▸ Task goal:
If a record below holds a picture, drop the picture and restate everything else word for word.

┄┄┄┄┄┄┄┄┄┄

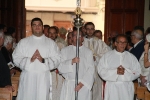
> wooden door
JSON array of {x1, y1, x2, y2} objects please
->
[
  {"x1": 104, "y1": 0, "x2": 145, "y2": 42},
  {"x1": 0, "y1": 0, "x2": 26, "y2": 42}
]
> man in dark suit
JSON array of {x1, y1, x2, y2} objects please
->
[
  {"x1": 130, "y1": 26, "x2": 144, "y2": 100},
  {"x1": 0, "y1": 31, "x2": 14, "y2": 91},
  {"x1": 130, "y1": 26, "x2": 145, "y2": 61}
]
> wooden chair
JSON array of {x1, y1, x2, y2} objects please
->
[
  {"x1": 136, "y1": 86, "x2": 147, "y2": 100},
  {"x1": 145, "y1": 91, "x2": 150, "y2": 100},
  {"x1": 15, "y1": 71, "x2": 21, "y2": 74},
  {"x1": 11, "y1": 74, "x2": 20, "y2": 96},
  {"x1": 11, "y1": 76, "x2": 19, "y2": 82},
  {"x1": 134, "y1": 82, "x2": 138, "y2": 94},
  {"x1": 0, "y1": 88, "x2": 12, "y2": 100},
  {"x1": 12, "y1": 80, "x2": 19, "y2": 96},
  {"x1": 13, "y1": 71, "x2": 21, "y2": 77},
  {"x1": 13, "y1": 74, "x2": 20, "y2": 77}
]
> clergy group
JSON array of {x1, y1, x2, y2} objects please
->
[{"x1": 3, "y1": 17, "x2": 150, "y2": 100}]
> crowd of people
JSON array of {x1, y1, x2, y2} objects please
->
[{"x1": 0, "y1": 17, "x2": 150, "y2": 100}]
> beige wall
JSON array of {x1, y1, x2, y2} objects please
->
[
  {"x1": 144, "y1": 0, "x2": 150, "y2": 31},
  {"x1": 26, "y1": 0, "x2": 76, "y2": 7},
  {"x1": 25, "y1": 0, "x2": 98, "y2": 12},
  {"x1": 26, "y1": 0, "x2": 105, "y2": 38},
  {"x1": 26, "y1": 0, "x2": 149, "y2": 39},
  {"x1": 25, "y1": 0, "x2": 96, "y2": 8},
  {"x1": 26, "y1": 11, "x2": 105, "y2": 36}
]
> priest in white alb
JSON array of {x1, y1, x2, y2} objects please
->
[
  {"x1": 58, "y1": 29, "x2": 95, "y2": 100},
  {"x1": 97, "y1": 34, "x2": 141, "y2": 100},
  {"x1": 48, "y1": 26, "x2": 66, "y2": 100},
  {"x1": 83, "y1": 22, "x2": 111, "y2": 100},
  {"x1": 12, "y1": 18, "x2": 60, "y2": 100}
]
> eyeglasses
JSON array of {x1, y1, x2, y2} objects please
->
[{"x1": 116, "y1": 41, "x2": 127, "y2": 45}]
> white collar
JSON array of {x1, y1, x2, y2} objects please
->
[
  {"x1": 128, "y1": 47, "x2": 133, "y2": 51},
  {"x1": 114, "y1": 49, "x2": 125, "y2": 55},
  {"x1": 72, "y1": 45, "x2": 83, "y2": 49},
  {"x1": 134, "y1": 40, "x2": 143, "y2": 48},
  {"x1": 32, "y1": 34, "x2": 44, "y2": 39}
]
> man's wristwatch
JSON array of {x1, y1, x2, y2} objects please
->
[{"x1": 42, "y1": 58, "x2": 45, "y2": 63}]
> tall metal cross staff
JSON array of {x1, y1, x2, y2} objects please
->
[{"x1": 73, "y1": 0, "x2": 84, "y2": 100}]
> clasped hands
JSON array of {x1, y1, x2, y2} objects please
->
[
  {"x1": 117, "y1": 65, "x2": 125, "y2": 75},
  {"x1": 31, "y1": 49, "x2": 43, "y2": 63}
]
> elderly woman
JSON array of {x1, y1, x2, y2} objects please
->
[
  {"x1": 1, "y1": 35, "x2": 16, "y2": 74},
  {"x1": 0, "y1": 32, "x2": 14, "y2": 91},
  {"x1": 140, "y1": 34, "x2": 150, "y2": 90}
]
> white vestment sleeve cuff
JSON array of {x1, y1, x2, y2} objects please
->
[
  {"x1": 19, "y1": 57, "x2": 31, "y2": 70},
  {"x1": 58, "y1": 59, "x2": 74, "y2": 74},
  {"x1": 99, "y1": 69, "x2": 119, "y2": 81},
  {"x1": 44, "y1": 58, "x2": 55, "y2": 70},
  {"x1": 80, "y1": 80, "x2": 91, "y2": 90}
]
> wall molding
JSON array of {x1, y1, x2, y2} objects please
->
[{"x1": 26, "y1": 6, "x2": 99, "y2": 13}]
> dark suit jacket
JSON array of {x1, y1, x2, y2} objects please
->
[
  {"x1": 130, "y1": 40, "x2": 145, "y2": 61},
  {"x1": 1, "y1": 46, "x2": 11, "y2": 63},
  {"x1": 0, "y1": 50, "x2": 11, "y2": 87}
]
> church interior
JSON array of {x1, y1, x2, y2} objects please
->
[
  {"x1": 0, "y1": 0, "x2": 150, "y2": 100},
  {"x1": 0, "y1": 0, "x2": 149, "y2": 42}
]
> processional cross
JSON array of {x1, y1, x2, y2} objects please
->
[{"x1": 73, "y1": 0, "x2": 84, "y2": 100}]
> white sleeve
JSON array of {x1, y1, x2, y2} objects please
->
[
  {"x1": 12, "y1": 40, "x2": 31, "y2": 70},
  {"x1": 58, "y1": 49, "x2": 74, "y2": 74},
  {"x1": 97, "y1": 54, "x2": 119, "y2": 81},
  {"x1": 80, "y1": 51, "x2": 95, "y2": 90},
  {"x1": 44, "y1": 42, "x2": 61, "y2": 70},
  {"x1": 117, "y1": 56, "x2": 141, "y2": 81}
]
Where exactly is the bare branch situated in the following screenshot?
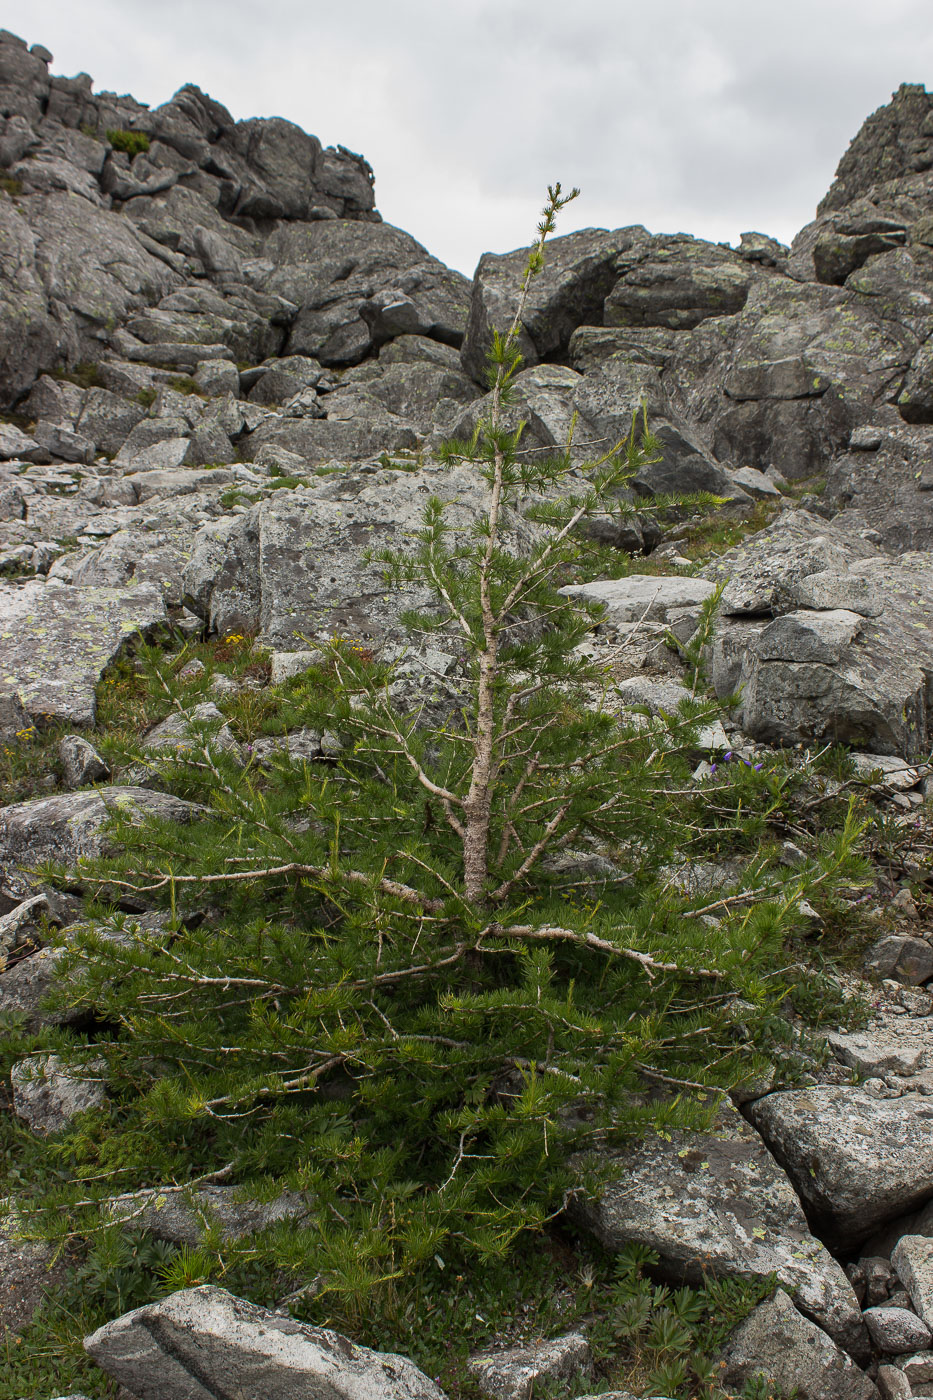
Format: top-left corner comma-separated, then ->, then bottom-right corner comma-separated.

┄┄┄┄┄┄┄┄┄┄

▸ Answer section:
> wooden door
JSON array of {x1, y1, x2, y2} objects please
->
[
  {"x1": 104, "y1": 0, "x2": 145, "y2": 42},
  {"x1": 0, "y1": 0, "x2": 26, "y2": 42}
]
> man in dark suit
JSON array of {x1, y1, x2, y2} objects please
->
[
  {"x1": 130, "y1": 26, "x2": 144, "y2": 100},
  {"x1": 0, "y1": 31, "x2": 14, "y2": 91},
  {"x1": 130, "y1": 26, "x2": 145, "y2": 61}
]
> wooden chair
JSON array of {x1, y1, x2, y2} objects please
->
[
  {"x1": 136, "y1": 86, "x2": 147, "y2": 100},
  {"x1": 145, "y1": 91, "x2": 150, "y2": 100},
  {"x1": 15, "y1": 71, "x2": 21, "y2": 74},
  {"x1": 11, "y1": 74, "x2": 20, "y2": 96},
  {"x1": 11, "y1": 76, "x2": 19, "y2": 82},
  {"x1": 134, "y1": 82, "x2": 138, "y2": 94},
  {"x1": 0, "y1": 88, "x2": 12, "y2": 100},
  {"x1": 12, "y1": 80, "x2": 19, "y2": 96},
  {"x1": 13, "y1": 71, "x2": 21, "y2": 77},
  {"x1": 13, "y1": 74, "x2": 20, "y2": 77}
]
> clergy group
JSON array of {x1, y1, x2, y2} objects please
->
[{"x1": 3, "y1": 17, "x2": 150, "y2": 100}]
> crowd of people
JSON array of {x1, y1, x2, y2} objects please
->
[{"x1": 0, "y1": 17, "x2": 150, "y2": 100}]
> beige wall
JSON array of {x1, y1, x2, y2} objects please
->
[
  {"x1": 144, "y1": 0, "x2": 150, "y2": 31},
  {"x1": 26, "y1": 0, "x2": 76, "y2": 7},
  {"x1": 25, "y1": 0, "x2": 98, "y2": 12},
  {"x1": 26, "y1": 0, "x2": 105, "y2": 38},
  {"x1": 26, "y1": 0, "x2": 149, "y2": 39},
  {"x1": 25, "y1": 0, "x2": 96, "y2": 8},
  {"x1": 26, "y1": 11, "x2": 105, "y2": 36}
]
> priest in white alb
JSON array of {x1, y1, x2, y2} objects please
->
[
  {"x1": 58, "y1": 29, "x2": 95, "y2": 100},
  {"x1": 97, "y1": 34, "x2": 141, "y2": 100},
  {"x1": 48, "y1": 26, "x2": 66, "y2": 100},
  {"x1": 83, "y1": 22, "x2": 111, "y2": 100},
  {"x1": 12, "y1": 18, "x2": 60, "y2": 100}
]
> eyeglasses
JSON array of {x1, y1, x2, y2} objects please
->
[{"x1": 116, "y1": 41, "x2": 127, "y2": 45}]
> white collar
JSON array of {x1, y1, x2, y2} objects please
->
[
  {"x1": 128, "y1": 47, "x2": 133, "y2": 51},
  {"x1": 114, "y1": 49, "x2": 125, "y2": 55},
  {"x1": 72, "y1": 45, "x2": 83, "y2": 49},
  {"x1": 134, "y1": 40, "x2": 143, "y2": 48},
  {"x1": 32, "y1": 34, "x2": 44, "y2": 39}
]
> man's wristwatch
JSON array of {x1, y1, x2, y2} objects please
->
[{"x1": 42, "y1": 58, "x2": 45, "y2": 63}]
> tall metal cross staff
JSON array of {x1, y1, x2, y2} objects please
->
[{"x1": 73, "y1": 0, "x2": 84, "y2": 100}]
> clasped hands
JSON array of {x1, y1, x2, y2} objects please
->
[
  {"x1": 117, "y1": 65, "x2": 125, "y2": 75},
  {"x1": 31, "y1": 49, "x2": 43, "y2": 63}
]
> elderly woman
JSON array of {x1, y1, x2, y2} objects please
->
[
  {"x1": 1, "y1": 35, "x2": 16, "y2": 74},
  {"x1": 0, "y1": 32, "x2": 14, "y2": 91},
  {"x1": 140, "y1": 34, "x2": 150, "y2": 90}
]
> white vestment sleeve cuff
JSON array of {x1, y1, x2, y2} objects please
->
[
  {"x1": 19, "y1": 57, "x2": 31, "y2": 70},
  {"x1": 58, "y1": 59, "x2": 74, "y2": 74},
  {"x1": 99, "y1": 69, "x2": 119, "y2": 81},
  {"x1": 44, "y1": 58, "x2": 55, "y2": 70},
  {"x1": 80, "y1": 80, "x2": 91, "y2": 90}
]
> wall molding
JSON array of {x1, y1, x2, y2} objects please
->
[{"x1": 26, "y1": 6, "x2": 99, "y2": 13}]
> dark suit jacket
JSON array of {x1, y1, x2, y2} objects please
->
[
  {"x1": 130, "y1": 40, "x2": 145, "y2": 61},
  {"x1": 1, "y1": 46, "x2": 11, "y2": 63},
  {"x1": 0, "y1": 50, "x2": 11, "y2": 87}
]
> church interior
JSON array of {x1, y1, x2, y2} objects please
->
[
  {"x1": 0, "y1": 0, "x2": 150, "y2": 100},
  {"x1": 0, "y1": 0, "x2": 149, "y2": 42}
]
> processional cross
JSON array of {x1, y1, x2, y2} objects please
->
[{"x1": 73, "y1": 0, "x2": 84, "y2": 100}]
> white sleeve
JSON array of {x1, y1, x2, y2} objects please
->
[
  {"x1": 12, "y1": 40, "x2": 31, "y2": 70},
  {"x1": 58, "y1": 49, "x2": 74, "y2": 74},
  {"x1": 97, "y1": 54, "x2": 119, "y2": 81},
  {"x1": 80, "y1": 51, "x2": 95, "y2": 90},
  {"x1": 44, "y1": 42, "x2": 61, "y2": 70},
  {"x1": 117, "y1": 56, "x2": 141, "y2": 81}
]
Where exactly is the bare branch situated in the following screenshot?
Format: top-left corner comma-separated, then ->, then bottom-right corner comma-separated.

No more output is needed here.